WHAT IS REQUIRED:
Below are the entries; output exactly the lines from the one containing "find ceiling fan" through the final line, inclusive.

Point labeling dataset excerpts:

──────────────────────────────

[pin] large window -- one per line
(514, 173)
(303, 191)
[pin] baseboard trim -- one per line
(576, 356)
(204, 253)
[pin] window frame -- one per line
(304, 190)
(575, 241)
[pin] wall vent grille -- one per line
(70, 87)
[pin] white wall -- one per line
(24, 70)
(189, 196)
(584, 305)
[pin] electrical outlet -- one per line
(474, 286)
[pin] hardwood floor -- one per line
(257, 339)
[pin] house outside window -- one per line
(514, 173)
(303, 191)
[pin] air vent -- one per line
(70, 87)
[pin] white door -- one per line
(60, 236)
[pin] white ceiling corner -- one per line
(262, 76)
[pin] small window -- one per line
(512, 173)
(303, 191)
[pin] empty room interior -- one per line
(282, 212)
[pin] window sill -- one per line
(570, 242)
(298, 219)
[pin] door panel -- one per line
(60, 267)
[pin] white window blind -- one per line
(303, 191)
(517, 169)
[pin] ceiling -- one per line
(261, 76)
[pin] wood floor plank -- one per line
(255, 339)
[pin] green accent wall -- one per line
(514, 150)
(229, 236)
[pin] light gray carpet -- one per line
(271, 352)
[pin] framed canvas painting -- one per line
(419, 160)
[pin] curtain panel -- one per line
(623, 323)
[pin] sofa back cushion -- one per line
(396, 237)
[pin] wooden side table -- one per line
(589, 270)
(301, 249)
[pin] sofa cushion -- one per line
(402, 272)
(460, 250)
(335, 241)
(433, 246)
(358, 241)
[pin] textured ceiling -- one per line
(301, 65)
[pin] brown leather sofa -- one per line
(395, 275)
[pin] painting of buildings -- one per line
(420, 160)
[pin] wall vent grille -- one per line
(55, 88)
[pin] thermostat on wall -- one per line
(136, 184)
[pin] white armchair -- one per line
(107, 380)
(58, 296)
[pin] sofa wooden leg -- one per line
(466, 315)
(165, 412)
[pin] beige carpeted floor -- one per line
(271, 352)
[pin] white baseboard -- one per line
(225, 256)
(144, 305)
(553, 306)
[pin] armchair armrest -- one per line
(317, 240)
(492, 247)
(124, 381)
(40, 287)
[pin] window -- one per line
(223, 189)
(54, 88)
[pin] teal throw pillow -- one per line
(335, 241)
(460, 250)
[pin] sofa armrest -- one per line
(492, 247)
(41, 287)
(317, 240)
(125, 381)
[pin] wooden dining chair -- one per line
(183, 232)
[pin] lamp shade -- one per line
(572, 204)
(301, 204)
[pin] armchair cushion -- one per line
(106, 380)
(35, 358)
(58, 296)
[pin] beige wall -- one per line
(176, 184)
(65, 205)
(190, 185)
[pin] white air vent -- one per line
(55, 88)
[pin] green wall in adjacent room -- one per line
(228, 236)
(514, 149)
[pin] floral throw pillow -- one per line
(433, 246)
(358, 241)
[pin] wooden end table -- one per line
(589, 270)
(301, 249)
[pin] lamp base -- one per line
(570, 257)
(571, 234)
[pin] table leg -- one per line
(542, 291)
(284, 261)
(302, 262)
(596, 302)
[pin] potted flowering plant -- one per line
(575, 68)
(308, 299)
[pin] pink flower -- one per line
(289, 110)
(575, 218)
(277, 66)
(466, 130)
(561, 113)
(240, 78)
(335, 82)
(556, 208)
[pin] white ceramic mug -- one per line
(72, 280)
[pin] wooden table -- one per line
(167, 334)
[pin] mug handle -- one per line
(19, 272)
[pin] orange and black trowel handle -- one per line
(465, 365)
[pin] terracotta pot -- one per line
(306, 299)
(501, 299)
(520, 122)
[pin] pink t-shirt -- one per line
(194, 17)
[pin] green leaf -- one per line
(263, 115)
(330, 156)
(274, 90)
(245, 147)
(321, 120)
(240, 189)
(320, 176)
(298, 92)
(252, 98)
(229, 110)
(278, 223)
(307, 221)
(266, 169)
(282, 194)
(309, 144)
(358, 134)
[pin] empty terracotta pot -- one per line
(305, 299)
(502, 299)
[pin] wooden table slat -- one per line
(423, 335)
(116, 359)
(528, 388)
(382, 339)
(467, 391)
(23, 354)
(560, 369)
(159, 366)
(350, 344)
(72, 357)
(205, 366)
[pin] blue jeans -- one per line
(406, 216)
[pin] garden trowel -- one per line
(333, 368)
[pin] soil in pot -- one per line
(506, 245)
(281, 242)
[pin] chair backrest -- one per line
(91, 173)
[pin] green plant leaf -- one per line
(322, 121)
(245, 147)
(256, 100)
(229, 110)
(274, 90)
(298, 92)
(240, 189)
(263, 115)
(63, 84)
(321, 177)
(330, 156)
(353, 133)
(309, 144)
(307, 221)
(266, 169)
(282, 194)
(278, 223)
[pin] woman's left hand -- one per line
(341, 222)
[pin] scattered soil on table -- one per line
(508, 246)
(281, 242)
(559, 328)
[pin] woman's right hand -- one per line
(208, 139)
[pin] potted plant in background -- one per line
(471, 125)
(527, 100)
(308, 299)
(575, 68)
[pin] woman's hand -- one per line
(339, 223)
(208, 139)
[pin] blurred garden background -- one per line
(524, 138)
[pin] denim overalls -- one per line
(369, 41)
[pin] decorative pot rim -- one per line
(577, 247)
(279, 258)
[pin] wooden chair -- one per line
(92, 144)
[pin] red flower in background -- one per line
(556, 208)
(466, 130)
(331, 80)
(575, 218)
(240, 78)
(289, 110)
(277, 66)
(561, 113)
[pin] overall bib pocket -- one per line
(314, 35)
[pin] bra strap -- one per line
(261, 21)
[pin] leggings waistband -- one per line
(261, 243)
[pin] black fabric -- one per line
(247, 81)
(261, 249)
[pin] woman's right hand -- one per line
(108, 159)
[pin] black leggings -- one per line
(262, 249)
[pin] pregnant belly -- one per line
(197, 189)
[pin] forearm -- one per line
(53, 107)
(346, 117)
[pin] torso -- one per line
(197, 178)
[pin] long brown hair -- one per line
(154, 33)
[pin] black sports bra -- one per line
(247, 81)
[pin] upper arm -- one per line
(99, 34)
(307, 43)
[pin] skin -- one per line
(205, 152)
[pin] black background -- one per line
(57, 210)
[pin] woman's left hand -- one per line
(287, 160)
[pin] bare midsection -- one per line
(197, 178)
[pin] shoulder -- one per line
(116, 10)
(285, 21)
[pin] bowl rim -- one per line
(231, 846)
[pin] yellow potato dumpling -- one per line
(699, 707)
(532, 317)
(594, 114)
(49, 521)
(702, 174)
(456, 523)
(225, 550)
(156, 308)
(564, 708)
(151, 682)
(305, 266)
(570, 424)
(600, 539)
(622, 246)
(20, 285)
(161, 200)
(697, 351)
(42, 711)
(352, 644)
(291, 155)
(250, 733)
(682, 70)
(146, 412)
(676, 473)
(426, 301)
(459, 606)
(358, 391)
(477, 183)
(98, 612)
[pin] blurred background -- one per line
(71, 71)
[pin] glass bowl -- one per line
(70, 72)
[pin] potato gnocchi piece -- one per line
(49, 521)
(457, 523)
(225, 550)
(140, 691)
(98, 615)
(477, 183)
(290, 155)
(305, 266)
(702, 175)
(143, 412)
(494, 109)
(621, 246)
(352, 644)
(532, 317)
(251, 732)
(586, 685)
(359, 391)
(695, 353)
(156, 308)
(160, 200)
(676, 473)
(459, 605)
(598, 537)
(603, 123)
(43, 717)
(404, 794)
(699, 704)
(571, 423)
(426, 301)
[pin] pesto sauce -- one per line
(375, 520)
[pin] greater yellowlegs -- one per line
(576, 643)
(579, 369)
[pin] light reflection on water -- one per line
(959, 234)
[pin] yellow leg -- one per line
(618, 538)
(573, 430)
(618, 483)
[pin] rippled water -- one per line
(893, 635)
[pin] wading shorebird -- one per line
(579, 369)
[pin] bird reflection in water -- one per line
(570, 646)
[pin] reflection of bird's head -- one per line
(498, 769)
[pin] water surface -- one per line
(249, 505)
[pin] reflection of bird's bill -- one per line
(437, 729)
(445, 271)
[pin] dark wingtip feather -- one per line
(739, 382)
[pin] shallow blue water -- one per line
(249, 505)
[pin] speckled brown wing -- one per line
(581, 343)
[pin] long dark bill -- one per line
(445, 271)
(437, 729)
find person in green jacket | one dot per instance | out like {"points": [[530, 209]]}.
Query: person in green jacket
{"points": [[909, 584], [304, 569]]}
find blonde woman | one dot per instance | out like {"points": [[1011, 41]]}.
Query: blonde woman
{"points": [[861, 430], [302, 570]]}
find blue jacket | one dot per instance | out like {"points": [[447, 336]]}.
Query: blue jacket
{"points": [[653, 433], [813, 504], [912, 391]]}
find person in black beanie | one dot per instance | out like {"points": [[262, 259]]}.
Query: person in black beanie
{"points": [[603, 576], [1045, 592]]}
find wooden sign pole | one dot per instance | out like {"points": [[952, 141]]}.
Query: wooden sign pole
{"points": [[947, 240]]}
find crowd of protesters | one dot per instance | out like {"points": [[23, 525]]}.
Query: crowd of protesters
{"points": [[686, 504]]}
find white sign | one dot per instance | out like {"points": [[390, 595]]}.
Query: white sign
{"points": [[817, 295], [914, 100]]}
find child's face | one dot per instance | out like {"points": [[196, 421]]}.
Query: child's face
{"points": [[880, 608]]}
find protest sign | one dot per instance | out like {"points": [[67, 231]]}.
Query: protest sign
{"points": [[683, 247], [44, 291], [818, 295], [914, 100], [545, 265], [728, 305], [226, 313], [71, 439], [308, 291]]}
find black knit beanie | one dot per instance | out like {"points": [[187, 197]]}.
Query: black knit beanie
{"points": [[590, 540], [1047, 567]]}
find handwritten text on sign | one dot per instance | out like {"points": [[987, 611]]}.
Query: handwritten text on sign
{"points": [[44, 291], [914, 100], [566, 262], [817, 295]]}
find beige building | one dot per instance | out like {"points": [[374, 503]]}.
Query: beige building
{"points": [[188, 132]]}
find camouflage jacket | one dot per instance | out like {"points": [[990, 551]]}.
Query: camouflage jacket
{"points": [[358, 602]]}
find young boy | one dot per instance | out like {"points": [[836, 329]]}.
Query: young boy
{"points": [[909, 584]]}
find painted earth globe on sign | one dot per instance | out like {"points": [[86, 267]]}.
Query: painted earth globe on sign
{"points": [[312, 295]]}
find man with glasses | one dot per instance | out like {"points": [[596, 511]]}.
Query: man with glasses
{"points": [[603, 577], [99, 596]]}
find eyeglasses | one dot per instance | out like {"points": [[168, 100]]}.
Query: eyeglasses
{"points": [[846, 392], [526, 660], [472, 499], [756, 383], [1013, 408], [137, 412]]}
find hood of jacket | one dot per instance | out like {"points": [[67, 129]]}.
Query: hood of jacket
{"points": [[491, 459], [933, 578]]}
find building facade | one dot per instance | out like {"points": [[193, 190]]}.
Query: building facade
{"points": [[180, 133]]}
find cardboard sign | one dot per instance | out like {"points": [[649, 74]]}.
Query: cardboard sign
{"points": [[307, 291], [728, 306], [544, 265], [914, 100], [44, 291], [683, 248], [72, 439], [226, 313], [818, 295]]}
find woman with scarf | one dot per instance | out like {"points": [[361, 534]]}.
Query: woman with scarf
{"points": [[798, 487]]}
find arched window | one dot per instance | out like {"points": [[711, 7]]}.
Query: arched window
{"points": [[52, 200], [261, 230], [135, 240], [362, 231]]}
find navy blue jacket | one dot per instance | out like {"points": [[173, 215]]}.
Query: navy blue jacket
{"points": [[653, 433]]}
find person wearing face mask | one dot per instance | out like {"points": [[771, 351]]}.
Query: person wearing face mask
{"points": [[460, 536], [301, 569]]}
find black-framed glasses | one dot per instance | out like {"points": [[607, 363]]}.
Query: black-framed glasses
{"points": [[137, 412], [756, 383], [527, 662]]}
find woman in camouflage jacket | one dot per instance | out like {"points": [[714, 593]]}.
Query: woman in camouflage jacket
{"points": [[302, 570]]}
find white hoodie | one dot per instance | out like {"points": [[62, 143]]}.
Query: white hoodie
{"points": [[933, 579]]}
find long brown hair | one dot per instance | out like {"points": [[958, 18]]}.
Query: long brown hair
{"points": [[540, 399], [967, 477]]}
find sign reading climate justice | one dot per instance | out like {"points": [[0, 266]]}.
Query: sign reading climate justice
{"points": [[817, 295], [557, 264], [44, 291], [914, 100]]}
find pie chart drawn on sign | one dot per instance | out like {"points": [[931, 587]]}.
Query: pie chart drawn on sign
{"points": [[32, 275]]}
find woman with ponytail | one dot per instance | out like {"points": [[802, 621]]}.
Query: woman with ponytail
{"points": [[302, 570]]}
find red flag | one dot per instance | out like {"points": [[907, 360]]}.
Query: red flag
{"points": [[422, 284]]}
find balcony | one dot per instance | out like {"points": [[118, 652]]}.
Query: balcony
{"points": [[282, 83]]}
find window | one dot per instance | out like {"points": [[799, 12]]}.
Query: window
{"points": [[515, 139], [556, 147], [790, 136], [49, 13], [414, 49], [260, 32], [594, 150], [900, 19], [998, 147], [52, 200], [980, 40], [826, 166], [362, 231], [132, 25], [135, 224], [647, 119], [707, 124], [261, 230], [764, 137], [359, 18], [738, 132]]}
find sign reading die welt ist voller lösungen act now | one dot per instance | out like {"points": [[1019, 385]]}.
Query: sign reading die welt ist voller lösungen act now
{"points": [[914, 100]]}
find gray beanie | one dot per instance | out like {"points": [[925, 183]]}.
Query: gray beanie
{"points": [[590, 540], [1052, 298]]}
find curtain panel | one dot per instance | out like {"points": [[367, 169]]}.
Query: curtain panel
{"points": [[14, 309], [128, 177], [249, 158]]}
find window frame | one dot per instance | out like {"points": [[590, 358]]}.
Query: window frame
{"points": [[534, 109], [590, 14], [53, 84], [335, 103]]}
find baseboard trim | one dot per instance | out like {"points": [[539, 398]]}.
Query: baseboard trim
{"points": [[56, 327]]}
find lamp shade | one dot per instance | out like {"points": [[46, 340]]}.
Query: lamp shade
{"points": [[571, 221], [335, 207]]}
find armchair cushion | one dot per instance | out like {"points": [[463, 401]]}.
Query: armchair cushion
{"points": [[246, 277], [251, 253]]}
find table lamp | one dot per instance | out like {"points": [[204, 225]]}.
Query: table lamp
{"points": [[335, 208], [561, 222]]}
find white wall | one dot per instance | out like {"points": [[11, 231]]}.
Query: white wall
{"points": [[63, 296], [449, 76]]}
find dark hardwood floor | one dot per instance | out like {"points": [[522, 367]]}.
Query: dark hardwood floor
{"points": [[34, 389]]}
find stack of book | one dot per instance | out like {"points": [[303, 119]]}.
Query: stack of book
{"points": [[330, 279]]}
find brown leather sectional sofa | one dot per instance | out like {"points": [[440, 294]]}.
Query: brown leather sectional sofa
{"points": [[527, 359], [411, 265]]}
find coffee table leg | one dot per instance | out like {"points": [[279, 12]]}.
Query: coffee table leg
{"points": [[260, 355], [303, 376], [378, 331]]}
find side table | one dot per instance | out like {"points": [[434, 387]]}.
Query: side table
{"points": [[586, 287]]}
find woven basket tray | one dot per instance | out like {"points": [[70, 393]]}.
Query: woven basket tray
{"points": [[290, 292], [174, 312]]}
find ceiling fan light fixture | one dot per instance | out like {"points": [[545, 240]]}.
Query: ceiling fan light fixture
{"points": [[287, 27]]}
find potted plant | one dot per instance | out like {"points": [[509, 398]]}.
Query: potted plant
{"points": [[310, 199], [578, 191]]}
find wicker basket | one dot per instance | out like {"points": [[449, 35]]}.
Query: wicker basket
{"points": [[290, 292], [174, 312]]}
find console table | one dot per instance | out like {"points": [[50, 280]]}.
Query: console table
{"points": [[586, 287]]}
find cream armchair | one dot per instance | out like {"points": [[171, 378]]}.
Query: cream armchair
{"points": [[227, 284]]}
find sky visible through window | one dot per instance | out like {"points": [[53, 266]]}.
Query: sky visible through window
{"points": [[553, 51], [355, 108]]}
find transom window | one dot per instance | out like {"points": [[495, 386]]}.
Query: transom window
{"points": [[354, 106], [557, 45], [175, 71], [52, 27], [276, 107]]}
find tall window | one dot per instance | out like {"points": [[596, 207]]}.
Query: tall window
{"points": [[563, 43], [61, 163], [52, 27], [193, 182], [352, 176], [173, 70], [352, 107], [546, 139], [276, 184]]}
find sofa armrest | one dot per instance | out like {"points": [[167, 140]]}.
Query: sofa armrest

──────────────────────────────

ANSWER:
find ceiling fan light fixture | one dot per instance | out like {"points": [[545, 240]]}.
Query: ceiling fan light fixture
{"points": [[287, 27]]}
find potted plant | one dot per instance | out like {"points": [[509, 398]]}.
Query: potted plant
{"points": [[310, 199], [578, 191]]}
find wicker basket | one dot per instance | out like {"points": [[449, 35]]}.
Query: wicker basket
{"points": [[290, 292], [174, 312]]}
find console table | one dot per instance | out like {"points": [[50, 280]]}.
Query: console table
{"points": [[586, 287]]}
find cream armchair | one dot per instance | out like {"points": [[171, 378]]}.
Query: cream armchair
{"points": [[227, 284]]}
find sky visible through window | one dot per instance | out like {"points": [[53, 266]]}.
Query: sky visible through window
{"points": [[553, 51], [355, 108]]}
find transom window | one dot per instance | out like {"points": [[495, 386]]}.
Query: transom window
{"points": [[354, 106], [557, 45], [175, 71], [52, 27], [276, 107]]}
find tall window | one dot per instance | out like {"points": [[596, 207]]}.
Query: tall window
{"points": [[563, 43], [61, 163], [52, 27], [193, 182], [352, 176], [173, 70], [352, 107], [546, 139], [276, 184]]}
find sofa armrest | one dot per instance | out like {"points": [[167, 140]]}.
Query: sofa armrest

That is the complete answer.